In the entries below, reproduce word for word everything from the line containing "of the stretched" down to the line containing "x=160, y=240", including both of those lines.

_STORED RECORDS_.
:::

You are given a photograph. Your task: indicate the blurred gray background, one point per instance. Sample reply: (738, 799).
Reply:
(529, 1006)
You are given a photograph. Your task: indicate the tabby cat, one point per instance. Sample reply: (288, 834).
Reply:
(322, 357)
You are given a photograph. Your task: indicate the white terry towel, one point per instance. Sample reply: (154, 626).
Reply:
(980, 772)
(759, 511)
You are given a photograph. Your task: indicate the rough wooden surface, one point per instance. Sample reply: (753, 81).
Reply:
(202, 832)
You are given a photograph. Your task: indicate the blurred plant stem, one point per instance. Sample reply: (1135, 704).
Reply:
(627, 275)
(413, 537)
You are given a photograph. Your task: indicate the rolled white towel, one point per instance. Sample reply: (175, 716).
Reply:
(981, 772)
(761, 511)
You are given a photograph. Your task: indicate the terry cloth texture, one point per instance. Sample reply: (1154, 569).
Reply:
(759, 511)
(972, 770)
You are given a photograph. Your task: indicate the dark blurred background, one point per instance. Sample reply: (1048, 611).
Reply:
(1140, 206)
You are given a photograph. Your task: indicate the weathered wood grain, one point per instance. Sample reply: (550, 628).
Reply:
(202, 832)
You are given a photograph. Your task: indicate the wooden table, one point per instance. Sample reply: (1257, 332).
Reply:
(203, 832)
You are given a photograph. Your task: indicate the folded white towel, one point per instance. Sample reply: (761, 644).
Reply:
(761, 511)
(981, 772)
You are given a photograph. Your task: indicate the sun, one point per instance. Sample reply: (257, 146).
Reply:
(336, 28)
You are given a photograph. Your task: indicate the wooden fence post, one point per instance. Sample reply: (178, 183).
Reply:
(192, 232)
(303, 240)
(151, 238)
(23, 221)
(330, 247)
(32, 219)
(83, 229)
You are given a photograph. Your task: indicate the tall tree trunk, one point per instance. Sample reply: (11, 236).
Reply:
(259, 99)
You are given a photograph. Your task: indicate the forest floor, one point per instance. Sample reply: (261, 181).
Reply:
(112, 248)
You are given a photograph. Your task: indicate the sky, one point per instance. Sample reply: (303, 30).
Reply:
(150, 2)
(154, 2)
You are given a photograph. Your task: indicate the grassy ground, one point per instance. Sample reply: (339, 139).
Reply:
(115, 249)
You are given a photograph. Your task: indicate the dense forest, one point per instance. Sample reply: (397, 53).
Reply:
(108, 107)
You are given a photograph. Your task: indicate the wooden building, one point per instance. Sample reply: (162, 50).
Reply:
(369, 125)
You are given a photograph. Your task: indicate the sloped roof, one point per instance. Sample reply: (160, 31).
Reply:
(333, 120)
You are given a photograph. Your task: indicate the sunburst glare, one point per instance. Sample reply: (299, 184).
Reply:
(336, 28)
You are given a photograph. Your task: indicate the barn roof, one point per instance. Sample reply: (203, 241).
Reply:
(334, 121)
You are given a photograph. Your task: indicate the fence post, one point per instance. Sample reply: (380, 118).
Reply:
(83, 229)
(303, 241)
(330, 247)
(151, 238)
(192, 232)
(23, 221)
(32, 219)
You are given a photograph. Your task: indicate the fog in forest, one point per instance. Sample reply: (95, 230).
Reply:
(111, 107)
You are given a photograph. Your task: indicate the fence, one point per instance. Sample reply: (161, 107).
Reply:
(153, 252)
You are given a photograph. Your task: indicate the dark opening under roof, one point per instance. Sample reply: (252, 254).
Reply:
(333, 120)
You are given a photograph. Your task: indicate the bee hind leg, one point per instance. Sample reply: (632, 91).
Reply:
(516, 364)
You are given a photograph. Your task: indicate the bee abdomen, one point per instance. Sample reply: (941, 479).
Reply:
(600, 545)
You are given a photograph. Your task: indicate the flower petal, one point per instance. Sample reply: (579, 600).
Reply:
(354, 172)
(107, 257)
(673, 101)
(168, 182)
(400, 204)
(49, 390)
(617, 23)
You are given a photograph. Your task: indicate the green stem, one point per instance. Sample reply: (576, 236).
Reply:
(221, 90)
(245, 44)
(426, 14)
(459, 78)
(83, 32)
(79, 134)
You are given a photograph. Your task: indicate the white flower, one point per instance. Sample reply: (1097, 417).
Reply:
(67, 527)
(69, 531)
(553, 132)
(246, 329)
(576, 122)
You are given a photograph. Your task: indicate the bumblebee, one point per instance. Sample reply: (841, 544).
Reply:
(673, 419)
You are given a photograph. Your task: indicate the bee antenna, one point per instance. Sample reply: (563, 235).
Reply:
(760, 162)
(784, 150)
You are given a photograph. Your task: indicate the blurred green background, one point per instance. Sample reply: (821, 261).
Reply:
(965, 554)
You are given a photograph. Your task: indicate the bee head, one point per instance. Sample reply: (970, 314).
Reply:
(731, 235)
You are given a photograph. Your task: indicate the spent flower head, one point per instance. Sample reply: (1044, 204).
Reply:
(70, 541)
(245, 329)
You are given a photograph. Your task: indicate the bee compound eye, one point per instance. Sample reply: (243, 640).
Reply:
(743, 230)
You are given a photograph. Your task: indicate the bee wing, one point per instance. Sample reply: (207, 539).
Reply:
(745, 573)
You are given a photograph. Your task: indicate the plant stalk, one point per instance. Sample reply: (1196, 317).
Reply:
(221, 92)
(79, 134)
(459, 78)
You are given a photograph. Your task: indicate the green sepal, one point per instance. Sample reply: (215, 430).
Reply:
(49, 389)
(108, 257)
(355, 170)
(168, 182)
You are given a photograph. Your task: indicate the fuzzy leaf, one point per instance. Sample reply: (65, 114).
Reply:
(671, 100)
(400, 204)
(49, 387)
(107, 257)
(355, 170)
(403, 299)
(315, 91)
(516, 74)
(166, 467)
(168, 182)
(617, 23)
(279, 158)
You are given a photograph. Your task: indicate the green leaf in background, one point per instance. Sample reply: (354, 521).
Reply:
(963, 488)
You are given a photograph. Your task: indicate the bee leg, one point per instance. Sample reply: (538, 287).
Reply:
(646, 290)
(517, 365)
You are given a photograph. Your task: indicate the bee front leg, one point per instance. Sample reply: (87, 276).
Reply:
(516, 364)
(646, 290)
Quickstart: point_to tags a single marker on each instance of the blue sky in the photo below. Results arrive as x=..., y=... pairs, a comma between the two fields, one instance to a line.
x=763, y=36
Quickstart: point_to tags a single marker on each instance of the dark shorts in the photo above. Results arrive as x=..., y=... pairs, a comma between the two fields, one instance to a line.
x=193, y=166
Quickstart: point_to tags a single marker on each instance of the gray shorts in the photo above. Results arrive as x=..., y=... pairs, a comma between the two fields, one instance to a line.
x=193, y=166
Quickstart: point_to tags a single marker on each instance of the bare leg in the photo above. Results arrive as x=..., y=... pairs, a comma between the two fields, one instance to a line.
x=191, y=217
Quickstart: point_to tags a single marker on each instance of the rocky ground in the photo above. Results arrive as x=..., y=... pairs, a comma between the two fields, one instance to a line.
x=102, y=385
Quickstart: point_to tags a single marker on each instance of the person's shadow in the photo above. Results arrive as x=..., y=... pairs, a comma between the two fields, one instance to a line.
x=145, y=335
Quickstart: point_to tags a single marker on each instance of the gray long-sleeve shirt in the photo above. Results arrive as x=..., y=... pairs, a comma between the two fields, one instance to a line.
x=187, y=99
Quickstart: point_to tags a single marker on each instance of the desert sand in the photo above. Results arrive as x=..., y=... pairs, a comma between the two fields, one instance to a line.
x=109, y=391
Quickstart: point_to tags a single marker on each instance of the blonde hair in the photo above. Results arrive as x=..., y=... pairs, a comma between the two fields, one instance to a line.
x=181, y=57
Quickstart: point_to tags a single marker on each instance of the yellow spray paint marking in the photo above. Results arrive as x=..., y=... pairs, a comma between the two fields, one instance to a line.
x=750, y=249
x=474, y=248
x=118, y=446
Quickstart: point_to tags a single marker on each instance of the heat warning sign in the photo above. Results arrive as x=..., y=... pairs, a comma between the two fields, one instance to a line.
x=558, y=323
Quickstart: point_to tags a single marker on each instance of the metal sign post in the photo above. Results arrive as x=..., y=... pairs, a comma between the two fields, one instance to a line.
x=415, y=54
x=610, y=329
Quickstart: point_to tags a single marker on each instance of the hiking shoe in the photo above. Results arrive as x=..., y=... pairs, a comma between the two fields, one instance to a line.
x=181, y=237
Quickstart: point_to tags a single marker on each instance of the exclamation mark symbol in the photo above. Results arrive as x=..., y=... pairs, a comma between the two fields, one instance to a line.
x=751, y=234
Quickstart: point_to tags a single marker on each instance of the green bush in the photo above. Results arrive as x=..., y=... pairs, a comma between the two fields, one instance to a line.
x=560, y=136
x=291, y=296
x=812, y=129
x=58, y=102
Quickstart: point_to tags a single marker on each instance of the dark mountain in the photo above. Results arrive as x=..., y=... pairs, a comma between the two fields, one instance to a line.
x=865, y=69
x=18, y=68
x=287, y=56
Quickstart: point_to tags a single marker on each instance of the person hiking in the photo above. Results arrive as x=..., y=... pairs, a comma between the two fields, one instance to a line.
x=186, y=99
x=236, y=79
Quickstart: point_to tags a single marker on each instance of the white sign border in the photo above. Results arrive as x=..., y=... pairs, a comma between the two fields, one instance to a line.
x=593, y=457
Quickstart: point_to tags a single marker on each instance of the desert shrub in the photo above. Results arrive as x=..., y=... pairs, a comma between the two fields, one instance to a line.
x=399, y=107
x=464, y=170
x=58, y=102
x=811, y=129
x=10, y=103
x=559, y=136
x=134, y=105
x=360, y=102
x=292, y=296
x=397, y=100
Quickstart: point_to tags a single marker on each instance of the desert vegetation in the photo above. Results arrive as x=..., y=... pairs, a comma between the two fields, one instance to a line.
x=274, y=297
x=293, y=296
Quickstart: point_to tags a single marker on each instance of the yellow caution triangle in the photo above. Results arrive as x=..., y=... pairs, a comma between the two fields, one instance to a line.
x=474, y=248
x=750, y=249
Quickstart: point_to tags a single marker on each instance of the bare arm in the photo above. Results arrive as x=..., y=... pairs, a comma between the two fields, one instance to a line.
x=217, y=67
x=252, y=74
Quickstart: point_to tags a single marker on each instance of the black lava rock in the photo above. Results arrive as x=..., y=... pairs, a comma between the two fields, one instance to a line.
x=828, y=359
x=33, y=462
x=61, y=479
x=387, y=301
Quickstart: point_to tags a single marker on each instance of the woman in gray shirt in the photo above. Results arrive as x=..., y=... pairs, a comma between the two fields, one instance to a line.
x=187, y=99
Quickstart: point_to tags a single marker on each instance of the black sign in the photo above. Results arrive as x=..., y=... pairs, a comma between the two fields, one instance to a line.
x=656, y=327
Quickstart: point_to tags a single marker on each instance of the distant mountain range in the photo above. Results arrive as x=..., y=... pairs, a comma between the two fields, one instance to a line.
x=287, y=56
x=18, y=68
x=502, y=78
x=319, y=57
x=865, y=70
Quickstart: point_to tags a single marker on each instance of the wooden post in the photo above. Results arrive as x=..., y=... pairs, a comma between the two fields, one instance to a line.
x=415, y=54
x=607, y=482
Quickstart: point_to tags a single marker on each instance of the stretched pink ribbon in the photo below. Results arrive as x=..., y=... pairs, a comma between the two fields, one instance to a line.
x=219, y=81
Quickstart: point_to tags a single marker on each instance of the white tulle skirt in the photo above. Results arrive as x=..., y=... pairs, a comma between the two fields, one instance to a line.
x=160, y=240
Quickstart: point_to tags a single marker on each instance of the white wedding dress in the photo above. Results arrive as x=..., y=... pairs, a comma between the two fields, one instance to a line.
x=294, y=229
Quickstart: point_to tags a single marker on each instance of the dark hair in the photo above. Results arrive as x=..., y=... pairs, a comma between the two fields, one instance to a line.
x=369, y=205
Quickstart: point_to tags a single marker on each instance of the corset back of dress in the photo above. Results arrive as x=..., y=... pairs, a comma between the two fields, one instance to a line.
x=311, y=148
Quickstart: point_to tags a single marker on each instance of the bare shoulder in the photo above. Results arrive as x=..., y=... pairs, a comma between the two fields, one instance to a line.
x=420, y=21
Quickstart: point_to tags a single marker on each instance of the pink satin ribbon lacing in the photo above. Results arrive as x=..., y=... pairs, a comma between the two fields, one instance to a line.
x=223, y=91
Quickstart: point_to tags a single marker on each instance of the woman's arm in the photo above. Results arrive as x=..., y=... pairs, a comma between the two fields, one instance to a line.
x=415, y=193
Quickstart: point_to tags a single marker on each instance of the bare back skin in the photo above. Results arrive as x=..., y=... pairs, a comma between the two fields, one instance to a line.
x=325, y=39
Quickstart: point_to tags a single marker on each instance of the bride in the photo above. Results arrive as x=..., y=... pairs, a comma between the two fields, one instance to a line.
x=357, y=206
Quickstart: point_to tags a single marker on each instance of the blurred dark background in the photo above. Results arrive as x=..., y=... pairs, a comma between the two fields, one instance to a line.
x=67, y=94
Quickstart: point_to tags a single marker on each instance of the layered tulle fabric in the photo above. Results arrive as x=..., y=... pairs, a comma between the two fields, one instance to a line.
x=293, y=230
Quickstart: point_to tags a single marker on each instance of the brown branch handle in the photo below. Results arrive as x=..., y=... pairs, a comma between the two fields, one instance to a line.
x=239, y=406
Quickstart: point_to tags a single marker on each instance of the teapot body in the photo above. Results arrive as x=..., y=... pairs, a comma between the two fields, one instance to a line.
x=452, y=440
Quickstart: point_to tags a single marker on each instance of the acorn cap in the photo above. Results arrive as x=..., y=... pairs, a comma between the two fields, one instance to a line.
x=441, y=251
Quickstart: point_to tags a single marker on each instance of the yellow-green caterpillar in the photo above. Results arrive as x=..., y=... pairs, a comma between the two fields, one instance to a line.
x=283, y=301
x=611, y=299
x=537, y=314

:::

_EXPECTED ANSWER_.
Quickstart: point_to tags a single marker on each instance of the stretched pink ribbon in the photo below. Results arrive as x=..., y=... pairs, a comma between the two fields, one instance to a line.
x=219, y=81
Quickstart: point_to tags a single marker on each instance of the white tulle skirt in the photo above. Results arrive as x=..., y=... pairs, a comma between the two fields, one instance to a line.
x=160, y=240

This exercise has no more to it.